#### Source information:
====

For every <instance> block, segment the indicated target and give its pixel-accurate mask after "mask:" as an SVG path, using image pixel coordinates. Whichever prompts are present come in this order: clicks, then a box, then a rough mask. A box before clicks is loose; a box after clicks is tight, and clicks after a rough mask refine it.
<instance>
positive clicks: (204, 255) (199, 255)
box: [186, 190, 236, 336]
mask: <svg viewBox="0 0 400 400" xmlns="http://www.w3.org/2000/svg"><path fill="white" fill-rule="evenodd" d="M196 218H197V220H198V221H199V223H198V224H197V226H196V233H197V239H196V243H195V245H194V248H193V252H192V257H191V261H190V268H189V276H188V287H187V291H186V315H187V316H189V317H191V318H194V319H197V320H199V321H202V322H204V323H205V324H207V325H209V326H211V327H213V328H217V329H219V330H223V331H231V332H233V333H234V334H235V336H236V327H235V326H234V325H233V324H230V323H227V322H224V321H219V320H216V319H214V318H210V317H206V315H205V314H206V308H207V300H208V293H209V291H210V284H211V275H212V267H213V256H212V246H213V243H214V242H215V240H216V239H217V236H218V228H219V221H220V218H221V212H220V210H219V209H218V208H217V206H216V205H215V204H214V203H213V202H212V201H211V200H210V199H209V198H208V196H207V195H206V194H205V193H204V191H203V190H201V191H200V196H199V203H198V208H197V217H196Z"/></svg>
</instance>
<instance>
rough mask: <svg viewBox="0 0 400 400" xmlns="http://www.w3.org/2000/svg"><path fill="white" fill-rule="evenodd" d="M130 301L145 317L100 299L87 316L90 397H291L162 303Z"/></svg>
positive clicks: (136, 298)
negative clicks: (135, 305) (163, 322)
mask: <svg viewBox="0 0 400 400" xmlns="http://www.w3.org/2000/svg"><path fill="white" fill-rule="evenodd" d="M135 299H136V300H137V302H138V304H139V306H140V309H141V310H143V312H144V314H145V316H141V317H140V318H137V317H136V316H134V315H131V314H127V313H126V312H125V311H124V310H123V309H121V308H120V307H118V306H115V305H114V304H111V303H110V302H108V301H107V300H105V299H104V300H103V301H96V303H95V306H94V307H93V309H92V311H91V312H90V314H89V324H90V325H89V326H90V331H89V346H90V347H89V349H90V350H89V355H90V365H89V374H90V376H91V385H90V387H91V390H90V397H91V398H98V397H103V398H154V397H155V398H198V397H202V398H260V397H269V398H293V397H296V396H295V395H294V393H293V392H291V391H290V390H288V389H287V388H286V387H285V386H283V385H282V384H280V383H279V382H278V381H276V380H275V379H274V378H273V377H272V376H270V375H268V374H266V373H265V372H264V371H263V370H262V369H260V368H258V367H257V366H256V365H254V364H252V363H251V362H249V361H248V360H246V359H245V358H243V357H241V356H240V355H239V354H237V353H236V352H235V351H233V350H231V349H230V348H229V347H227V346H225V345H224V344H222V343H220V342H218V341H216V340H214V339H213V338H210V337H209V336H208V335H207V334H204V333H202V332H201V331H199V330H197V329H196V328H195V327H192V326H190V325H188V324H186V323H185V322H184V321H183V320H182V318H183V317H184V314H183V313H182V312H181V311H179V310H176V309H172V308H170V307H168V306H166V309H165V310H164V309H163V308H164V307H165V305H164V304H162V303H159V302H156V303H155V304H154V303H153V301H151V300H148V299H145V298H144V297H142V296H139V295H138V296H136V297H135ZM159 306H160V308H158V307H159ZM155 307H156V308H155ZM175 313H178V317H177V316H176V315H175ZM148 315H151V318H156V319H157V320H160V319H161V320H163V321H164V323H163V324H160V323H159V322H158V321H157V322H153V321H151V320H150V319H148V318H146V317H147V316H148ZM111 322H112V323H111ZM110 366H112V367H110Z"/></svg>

====

#### The problem:
The answer must contain every line of the material, unchanged.

#### Solution to this exercise:
For every <instance> block, segment the indicated target and give its pixel-accurate mask after "mask:" as an SVG path, using image pixel coordinates. Whichever prompts are present come in this order: clicks, then a box, then a rough mask. A box before clicks is loose; a box after clicks is tight, and clicks after a rough mask refine it.
<instance>
positive clicks: (204, 255) (199, 255)
box: [186, 190, 236, 336]
mask: <svg viewBox="0 0 400 400" xmlns="http://www.w3.org/2000/svg"><path fill="white" fill-rule="evenodd" d="M196 218H197V220H198V221H199V223H198V224H197V226H196V233H197V239H196V243H195V245H194V248H193V252H192V257H191V261H190V268H189V276H188V287H187V291H186V315H187V316H189V317H191V318H194V319H197V320H199V321H202V322H204V323H205V324H207V325H209V326H211V327H213V328H217V329H219V330H223V331H231V332H233V333H234V334H235V336H236V327H235V326H234V325H233V324H230V323H227V322H224V321H219V320H216V319H214V318H210V317H206V315H205V314H206V308H207V300H208V293H209V291H210V284H211V275H212V267H213V256H212V246H213V243H214V242H215V240H216V239H217V236H218V228H219V221H220V218H221V212H220V210H219V209H218V208H217V206H216V205H215V204H214V203H213V202H212V201H211V200H210V199H209V198H208V196H207V195H206V194H205V193H204V191H203V190H201V191H200V196H199V203H198V208H197V217H196Z"/></svg>
</instance>
<instance>
rough mask: <svg viewBox="0 0 400 400" xmlns="http://www.w3.org/2000/svg"><path fill="white" fill-rule="evenodd" d="M130 301L145 317L100 299L87 316L90 397H291L162 303Z"/></svg>
positive clicks: (136, 298)
negative clicks: (135, 305) (163, 322)
mask: <svg viewBox="0 0 400 400" xmlns="http://www.w3.org/2000/svg"><path fill="white" fill-rule="evenodd" d="M135 299H136V300H137V302H138V304H139V306H140V309H141V310H143V312H144V314H145V316H141V317H140V318H137V317H136V316H134V315H131V314H127V313H126V312H125V311H124V310H123V309H121V308H120V307H118V306H115V305H114V304H111V303H110V302H108V301H107V300H105V299H104V300H103V301H96V303H95V306H94V307H93V309H92V311H91V312H90V314H89V324H90V325H89V326H90V331H89V346H90V347H89V349H90V350H89V355H90V365H89V374H90V376H91V385H90V387H91V390H90V397H91V398H98V397H103V398H154V397H155V398H198V397H202V398H260V397H269V398H293V397H296V396H295V395H294V393H293V392H291V391H290V390H288V389H287V388H286V387H285V386H283V385H282V384H280V383H279V382H278V381H276V380H275V379H274V378H273V377H272V376H270V375H268V374H266V373H265V372H264V371H263V370H262V369H260V368H258V367H257V366H256V365H254V364H252V363H251V362H249V361H248V360H246V359H245V358H243V357H241V356H240V355H239V354H237V353H236V352H235V351H233V350H231V349H230V348H229V347H227V346H225V345H224V344H222V343H220V342H218V341H216V340H214V339H213V338H210V337H209V336H208V335H207V334H204V333H202V332H201V331H199V330H197V329H196V328H195V327H192V326H190V325H188V324H186V323H185V322H184V321H183V320H182V318H183V317H184V314H183V313H182V312H181V311H179V310H176V309H172V308H170V307H168V306H166V309H165V310H164V309H163V308H164V307H165V305H164V304H162V303H159V302H156V303H155V304H154V303H153V301H151V300H148V299H145V298H144V297H142V296H139V295H138V296H136V297H135ZM159 306H160V308H158V307H159ZM155 307H156V308H155ZM175 313H178V317H177V316H176V315H175ZM148 315H151V318H156V319H157V320H160V319H161V320H163V321H164V323H163V324H160V323H159V322H158V321H157V322H153V321H151V320H150V319H148V318H146V317H147V316H148ZM111 322H112V323H111ZM110 366H112V367H110Z"/></svg>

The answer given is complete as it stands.